**WHAT THE TASK ASKS**
Pull every line of the listing below verbatim, in the same order.

**DATASET EXTRACT**
● ● ● ● ● ● ●
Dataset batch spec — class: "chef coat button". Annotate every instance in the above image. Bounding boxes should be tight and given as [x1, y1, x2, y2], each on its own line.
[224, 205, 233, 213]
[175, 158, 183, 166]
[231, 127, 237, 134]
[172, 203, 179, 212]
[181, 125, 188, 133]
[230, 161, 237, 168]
● ● ● ● ● ● ●
**SOLUTION TO THIS TASK**
Dataset batch spec — class: "chef coat button". Annotate every instance in the above image. Bounding boxes should be tight and given as [x1, y1, x2, y2], each on its own line.
[224, 205, 233, 213]
[175, 158, 183, 166]
[231, 127, 237, 134]
[172, 203, 179, 212]
[181, 125, 188, 133]
[230, 161, 237, 168]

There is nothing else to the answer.